→ Fragmento del documento
◆ ◆ ◆ ◆ ◆
Chaui asume las dificultades de la lectura de un autor del siglo XVII, y apela a veces a la pintura holandesa del tiempo de Spinoza o la comparación con la filosofía oriental para sondear un pensamiento que nos hace entender “formas de violencia visibles e invisibles, formas de la superstición y del miedo que nos paralizan, pero también modos de combatirlas para no claudicar ante la tiranía y la servidumbre […]”. Spinoza, dice Chaui, es “filósofo de la alegría del cuerpo y de la mente, pensador de la democracia”, y “nos recuerda que solamente quienes son libres se unen a los demás por lazos de amistad, sin jamás adeudar o recibir favores del poder”. Desde lo ético y lo político, el pensamiento de Spinoza cuestiona excesos tiránicos, toca campanas de libertad y, a la vez, incluye “el aroma de lo eterno” en la vida. Es decir, implica una “perspectiva de eternidad” que permite entender lo diverso de los objetos, los cuerpos y las pasiones. Todo esto, bajo el primado de una razón que despliega velas hacia la felicidad que surge de entender el orden de las cosas, y el goce por la sabiduría como amor de Dios.
◆ ◆ ◆ ◆ ◆
[Filas de señalamiento de objetos nombrados]
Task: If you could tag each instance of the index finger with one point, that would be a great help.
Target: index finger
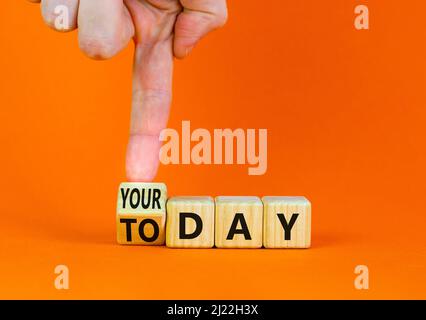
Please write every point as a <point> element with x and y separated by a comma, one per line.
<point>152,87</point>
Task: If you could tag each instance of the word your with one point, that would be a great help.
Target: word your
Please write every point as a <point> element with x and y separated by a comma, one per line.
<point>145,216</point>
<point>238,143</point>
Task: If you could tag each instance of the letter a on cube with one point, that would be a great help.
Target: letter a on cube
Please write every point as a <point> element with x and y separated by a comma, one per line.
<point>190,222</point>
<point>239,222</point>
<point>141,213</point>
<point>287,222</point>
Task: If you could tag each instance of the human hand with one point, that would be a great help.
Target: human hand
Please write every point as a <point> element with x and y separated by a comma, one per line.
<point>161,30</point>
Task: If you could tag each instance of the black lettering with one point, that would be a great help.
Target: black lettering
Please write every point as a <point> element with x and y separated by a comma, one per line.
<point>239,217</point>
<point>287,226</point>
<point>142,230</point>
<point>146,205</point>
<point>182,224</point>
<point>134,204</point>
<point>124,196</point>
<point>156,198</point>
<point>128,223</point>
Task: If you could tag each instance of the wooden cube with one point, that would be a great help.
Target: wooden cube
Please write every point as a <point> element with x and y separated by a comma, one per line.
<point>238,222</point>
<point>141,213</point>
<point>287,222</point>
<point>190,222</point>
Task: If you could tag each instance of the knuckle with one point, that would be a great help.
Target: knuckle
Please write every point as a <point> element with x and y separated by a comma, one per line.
◆ ◆ ◆ ◆ ◆
→ Instrucción dada 1
Según el fragmento sobre Spinoza, ¿de qué es pensador Spinoza para Chaui, además de filósofo de la alegría del cuerpo y de la mente?
→ Instrucción dada 2
Retoma el fragmento sobre el pensamiento de Spinoza y continúalo a partir de su última oración.
Las filas no hacen falta para lo que se pide aquí.

→ Respuesta 1
De la democracia.

→ Respuesta 2
¿Pero quién es, en definitiva, este pensador que aún embruja o genera una pasión inagotable? Baruch Spinoza nació en 1632, en Ámsterdam, en el seno de una familia de judíos sefardíes originaria de Espinoza de los Monteros, España; por eso el español le será tan familiar como la lengua holandesa. Murió en 1677. Cuando los Reyes Católicos expulsaron a los judíos de Castilla, en 1492, su familia se trasladó a Portugal, donde sus antepasados debieron convertirse al catolicismo para ser aceptados. Pero luego llegó la Inquisición, y el exilio continuó en Nantes y, finalmente, en Holanda.
El trueno del escepticismo, la duda y el pensamiento racional vibró en el pecho de Spinoza desde su juventud. Pensó primero desde Descartes, el iniciador del racionalismo moderno. Pero fue más allá de la separación de la mente y el cuerpo que proponía el filósofo francés, y postuló la existencia de una única “sustancia infinita” de “infinitos atributos”. Se nutrió también de Thomas Hobbes, los estoicos, Giordano Bruno, Maimónides, e incluso del pensamiento de protestantes tolerantes como los colegiantes.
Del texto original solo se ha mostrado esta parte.